Примените прочитанное:
A – Ответьте по тексту о любви и эросе:
(i) По какому признаку Декарт отличал любовь от желания?
(ii) Как Платон в «Пире» определяет любовь?
(iii) Каким единственным путем, по словам Диотимы, смертная природа может стать бессмертной?
B – Продолжите текст о любви и эросе, начиная после его последнего предложения.
:: Текст для чтения ::
Любовь и эрос
Начиная с античности, любовь и эрос понимались как взаимосвязанные, но отнюдь не тождественные величины. Так, уже в греческой классификации видов любви явственно прослеживается мысль, что эрос — лишь часть, одна из сторон многогранного феномена любви. Тем не менее, до чего же часто мы принимаем одно за другое! Эта путаница и является причиной множества наших личных неурядиц, нашей обделенности теплом, и наконец, нашего неверия в любовь.
Одно из наиболее четких и достоверных разграничений любви и эроса ("желания") внес Р.Декарт. Он отличал любовь от желания по признаку времени. Желание существует во времени. Любовь же — это согласие, посредством которого мы чувствуем себя нерасторжимо и вневременно соединенными с теми, кого любим. При этом любовь и эрос, безусловно, взаимосвязаны: так, в любви есть любовь-любовь и любовь-желание. Но желание исчерпывается в своем исполнении; ведь оно природно по самой своей сути. А любовь является постоянно действующей причиной самого себя: она длит себя в бесконечность. Желание природно, любовь же — культурное "изобретение" человечества.
Если эротическое желание есть "человеческая, слишком человеческая" жажда сиюминутного, то любовь имеет вселенский, космический характер. Недаром в "Пире" Платон определяет любовь как стремление к бессмертию. Более того, даже в эротической составляющей этого чувства Платон усматривает тяготение к вечному. Не случайно мудрая мантинеянка Диотима говорит: "Не замечал ли ты, в сколь необыкновенном состоянии бывают все животные, когда они охвачены страстью деторождения?... Ведь у животных, так же, как и у людей, смертная природа стремится стать по возможности бессмертной и вечной. А достичь этого она может только одним путем — перерождением, оставляя всякий раз новое вместо старого" [159, с.13]. Однако, та же Диотима утверждает, что человек становится человеком лишь в том случае, если от любви к красоте тела он переходит к любви к прекрасному — сперва к красоте души человека, а затем к красоте нравов и обычаев, наук и т.д. И наконец, в какой-то момент человек видит прекрасное как таковое, во всей полноте. Это новое "вселенское" зрение дает человеку любовь. Таким образом, любовь есть единственный гарант перехода человека от природного желания к духовным сущностям.
:::
:: Доступные данные ::
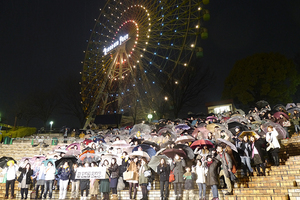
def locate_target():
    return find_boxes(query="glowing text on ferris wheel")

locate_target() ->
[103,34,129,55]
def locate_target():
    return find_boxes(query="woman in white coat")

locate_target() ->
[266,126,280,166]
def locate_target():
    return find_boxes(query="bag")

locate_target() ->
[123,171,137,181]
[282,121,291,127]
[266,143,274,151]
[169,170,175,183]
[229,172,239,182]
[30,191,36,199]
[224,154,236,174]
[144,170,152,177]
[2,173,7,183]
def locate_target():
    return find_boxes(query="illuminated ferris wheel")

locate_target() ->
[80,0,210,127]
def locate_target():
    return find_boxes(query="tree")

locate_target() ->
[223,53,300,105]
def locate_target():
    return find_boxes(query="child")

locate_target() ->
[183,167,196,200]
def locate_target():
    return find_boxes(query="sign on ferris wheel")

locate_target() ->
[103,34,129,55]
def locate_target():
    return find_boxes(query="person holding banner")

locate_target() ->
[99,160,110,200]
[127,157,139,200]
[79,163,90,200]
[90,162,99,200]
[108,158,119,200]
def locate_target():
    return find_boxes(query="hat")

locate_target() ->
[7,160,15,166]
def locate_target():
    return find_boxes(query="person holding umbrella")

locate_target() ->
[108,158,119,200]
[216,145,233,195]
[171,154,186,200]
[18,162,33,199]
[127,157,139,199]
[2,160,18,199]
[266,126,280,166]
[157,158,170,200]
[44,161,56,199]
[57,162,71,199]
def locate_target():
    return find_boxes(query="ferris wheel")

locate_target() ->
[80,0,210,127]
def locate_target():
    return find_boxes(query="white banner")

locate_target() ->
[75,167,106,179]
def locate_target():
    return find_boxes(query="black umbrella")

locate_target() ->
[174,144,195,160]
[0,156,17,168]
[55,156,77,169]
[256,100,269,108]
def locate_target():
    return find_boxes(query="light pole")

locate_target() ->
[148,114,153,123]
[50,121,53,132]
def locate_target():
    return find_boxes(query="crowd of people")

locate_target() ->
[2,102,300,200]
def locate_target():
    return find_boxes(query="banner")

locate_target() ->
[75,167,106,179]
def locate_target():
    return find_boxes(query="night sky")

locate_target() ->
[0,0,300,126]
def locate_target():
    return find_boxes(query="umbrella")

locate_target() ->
:::
Ответы по заданиям:
A –
(i) По признаку времени.
(ii) Как стремление к бессмертию.
(iii) Перерождением, оставляя всякий раз новое вместо старого.

B –
Впрочем, нередко "общее видение прекрасного", абстрагируясь от конкретного человека, заслоняет его. С другой стороны, видение "общей красоты", не персонифицированное в человеке, может привести к "эффекту Керубино", пылающему страстью ко всем женщинам мира. И если у Керубино это — следствие трогательной незрелости, выражение восторга не только перед женщиной, но перед всей радостной доступностью мира, то у взрослого, пресыщенного связями человека рождается чувство усталости, невозможности любви, приводящее к опустошенности и одиночеству ("синдром Казановы"). Такой человек привыкает не любить, а пользоваться, его девизом становится "Все они одинаковы", а единственным возможным отношением —типизация, влесение по принципу: "Это мой тип".
По В.Франклу, самый распространенный сексуально привлекательный тип нашего времени — тип "хористки" ("массовой девушки"). Вследствие своей типичности, она легко заменима любой другой хорошенькой "пустышкой". Показательно, что когда к человеку приходит любовь, такой тип рушится стремительно и неотвратимо. Если же человек остается верен прагматическому взгляду на эротику, то, обезопасившись от лишних страданий, он обедняет свою жизнь. Это обеднение связано не только с утратой ярких красок счастья, но и с отсутствием ценности страдания, делающего человека самим собой по самому большому счету. Тогда человек опустевает, "вымораживается" изнутри. Он преисполняется внутреннего холода, спастись от которого невозможно.
Потому в работах философов рубежа 19-20 веков часто ставится вопрос о преодолении сексуального желания во имя любви. "Любовь к сексуальному акту вместо любви к слиянию в плоть единую — это разврат," — писал Н.Бердяев [22, с.181]. Однако, такое слияние, по Бердяеву, невоплотимо в нашей "посюсторонней" жизни. Беда человечества в том, что половой акт не дает возможности полного "андрогинического" слияния. Потому насущной необходимостью каждого человека и всего населения Земли философ считал творческое преображение пола.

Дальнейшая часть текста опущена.